■ CONSIGNE
Reprenez le passage ci-dessous sur l'origine des succès littéraires de l'auteur des Mémoires d'outre-tombe et prolongez-le à partir de sa dernière phrase.

■ EXTRAIT DU DOCUMENT
Si ses succès littéraires à Paris, après 1800, lui ont valu fortune, voluptés et même pouvoir, le principe de ces succès (il y revient obstinément dans les Mémoires d’outre-tombe) s’enracine dans l’expérience conjuguée de la déréliction et du chant. La corde qu’il a su toucher avec une justesse d’« enchanteur » et qui a fait vibrer avec reconnaissance un public recru de Révolution et de Terreur, c’est celle des arrière-pays qu’ils révèlent à l’âme qui plie et ne rompt pas sous la tragédie et l’infortune. Même lorsqu’il a réussi à rendre célèbre son nom de ci-devant (qui l’avait condamné en 1792 à l’anonymat, à l’exil et au deuil), il n’a jamais perdu de vue ce qu’il y avait de prévarication dans les traites sociales que la littérature lui permettait de tirer sur son bannissement initial de la société. Sa vérité de poète n’avait pas son foyer central dans le personnage public qu’il était devenu, mais dans « cette petite chose oubliée et douloureuse » qu’il avait été et de qui il tenait le don du poète et du voyant. Ses livres ont toujours été des fouilles fructueuses dans ce « néant vaste et noir » qu’ils retournent en chant.

■ ENREGISTREMENTS FOURNIS
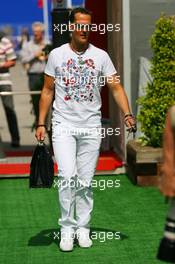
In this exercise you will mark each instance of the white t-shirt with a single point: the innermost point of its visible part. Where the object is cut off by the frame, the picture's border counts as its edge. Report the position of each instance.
(78, 82)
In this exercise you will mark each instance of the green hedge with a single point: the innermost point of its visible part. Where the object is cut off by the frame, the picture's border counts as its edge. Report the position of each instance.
(160, 94)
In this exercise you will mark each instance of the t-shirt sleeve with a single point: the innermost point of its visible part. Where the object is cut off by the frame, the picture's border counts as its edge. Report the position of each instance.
(50, 65)
(108, 68)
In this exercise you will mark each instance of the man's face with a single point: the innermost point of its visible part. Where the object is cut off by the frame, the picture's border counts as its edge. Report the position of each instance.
(82, 25)
(38, 34)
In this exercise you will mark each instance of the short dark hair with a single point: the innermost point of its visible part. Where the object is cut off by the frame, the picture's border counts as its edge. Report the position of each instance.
(81, 10)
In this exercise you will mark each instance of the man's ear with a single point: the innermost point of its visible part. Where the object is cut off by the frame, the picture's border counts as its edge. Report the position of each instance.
(71, 27)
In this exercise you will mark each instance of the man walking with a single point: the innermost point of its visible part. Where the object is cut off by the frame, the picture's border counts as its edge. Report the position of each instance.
(8, 60)
(72, 75)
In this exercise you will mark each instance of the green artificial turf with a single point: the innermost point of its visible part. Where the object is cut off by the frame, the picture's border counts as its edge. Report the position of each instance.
(28, 220)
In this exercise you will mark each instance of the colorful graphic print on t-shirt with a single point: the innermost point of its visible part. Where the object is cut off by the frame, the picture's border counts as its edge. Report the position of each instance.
(78, 79)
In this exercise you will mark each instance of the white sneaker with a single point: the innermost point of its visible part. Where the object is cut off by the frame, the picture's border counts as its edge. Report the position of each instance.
(67, 242)
(84, 240)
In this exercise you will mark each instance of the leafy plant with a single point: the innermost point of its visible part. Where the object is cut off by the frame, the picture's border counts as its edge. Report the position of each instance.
(160, 94)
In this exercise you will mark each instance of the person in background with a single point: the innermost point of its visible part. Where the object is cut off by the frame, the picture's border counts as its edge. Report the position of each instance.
(24, 38)
(34, 59)
(8, 60)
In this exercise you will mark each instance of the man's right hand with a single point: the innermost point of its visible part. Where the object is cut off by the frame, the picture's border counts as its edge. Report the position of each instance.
(40, 133)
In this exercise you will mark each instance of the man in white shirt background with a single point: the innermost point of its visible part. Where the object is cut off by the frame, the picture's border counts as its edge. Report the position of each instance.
(72, 78)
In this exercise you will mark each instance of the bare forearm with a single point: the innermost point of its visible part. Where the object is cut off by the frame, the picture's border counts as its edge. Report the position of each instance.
(44, 104)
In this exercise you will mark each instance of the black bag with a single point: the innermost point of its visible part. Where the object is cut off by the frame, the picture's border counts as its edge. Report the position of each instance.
(41, 167)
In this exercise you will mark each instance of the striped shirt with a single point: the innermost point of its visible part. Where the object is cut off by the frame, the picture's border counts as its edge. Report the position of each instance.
(7, 53)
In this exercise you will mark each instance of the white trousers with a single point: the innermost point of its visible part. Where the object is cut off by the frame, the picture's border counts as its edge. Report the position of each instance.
(76, 152)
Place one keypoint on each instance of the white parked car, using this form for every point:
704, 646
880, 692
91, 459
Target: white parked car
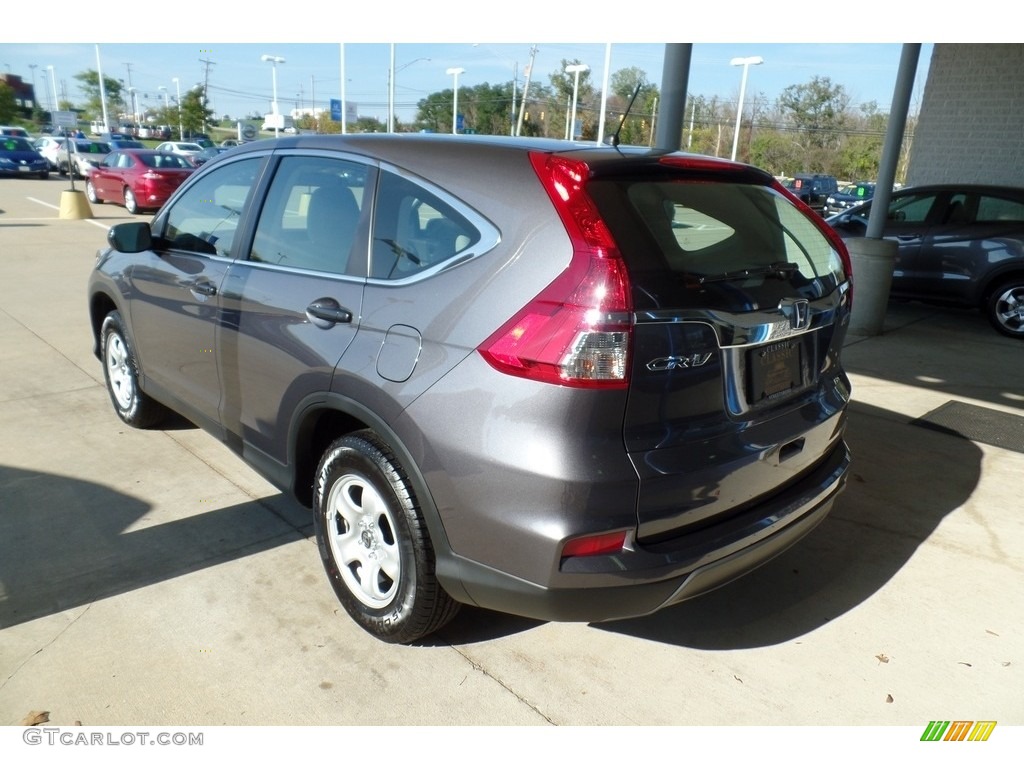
51, 147
180, 147
85, 154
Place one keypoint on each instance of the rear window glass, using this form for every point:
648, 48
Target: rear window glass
693, 235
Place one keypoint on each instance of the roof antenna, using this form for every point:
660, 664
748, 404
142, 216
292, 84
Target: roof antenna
613, 140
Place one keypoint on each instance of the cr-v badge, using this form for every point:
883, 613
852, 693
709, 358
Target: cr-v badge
669, 364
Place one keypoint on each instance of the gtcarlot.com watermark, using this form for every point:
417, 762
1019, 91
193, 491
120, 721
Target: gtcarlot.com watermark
78, 737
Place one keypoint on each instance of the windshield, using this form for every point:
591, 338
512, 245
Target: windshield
92, 147
164, 160
14, 143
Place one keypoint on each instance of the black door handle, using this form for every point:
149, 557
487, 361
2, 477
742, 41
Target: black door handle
328, 310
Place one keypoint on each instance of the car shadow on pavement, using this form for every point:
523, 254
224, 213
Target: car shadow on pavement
893, 502
67, 543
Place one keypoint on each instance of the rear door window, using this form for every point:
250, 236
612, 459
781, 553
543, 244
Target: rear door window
417, 229
311, 214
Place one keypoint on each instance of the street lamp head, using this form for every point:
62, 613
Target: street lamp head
740, 60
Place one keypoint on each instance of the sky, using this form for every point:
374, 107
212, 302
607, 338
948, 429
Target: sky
240, 83
222, 45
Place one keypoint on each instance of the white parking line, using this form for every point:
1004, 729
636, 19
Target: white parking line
57, 208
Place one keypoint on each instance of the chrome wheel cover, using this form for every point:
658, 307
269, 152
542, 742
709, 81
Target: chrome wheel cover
361, 534
119, 373
1010, 309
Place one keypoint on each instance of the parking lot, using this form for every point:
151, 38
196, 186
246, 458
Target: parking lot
151, 577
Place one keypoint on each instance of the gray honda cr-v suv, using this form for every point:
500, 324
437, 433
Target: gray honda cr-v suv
560, 380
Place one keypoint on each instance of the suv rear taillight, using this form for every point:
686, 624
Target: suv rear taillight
577, 331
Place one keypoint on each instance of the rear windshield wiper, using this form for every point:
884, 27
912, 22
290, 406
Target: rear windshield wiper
781, 269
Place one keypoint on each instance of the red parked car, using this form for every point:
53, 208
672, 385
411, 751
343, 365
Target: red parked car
138, 179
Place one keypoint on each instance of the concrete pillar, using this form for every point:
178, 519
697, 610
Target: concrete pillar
873, 260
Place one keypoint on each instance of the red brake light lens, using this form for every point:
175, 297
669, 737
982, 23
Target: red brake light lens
598, 544
577, 331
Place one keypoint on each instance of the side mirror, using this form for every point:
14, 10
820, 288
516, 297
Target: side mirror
133, 237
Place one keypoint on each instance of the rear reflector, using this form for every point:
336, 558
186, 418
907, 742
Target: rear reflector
598, 544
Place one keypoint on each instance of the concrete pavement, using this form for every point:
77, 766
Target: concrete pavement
151, 578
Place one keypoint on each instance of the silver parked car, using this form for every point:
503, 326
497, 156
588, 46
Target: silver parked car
957, 244
569, 382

■ RÉPONSE ATTENDUE
Une suite discontinue de recherches, qui ont pris tour à tour la forme de l’essai, du roman, de l’épopée, du récit de voyage, de la nouvelle, n’a jamais cessé de le reconduire plus ou moins près de cet état originel de terreur sur la ligne d’ombre, qui était son vrai ressort de poète. Toute son œuvre n’a fait qu’accumuler sous cet aiguillon travaux de terrassements et matériaux qui ont trouvé leur emploi et leur sens dans la basilique des Mémoires. Quand il a compris que ce principe de défaut de surcroît avait été aussi celui de sa génération, et à plusieurs reprises, avant même la Révolution, celui du royaume de France, quand sa « vie publique » l’a forcé à « faire l’histoire », puis à tenter de l’écrire, il est parvenu au delta de 1831 : l’essai autobiographique des Mémoires de ma vie, qui avait cherché déjà d’autres formes dans Atala, René, les Martyrs, s’est alors ajusté à cette Histoire de France qu’il n’écrirait jamais, dont il ne reste que des fragments dans les Études historiques publiées en 1831, mais qui se retrouve en perspective dans la nef engloutie des Mémoires d’outre-tombe.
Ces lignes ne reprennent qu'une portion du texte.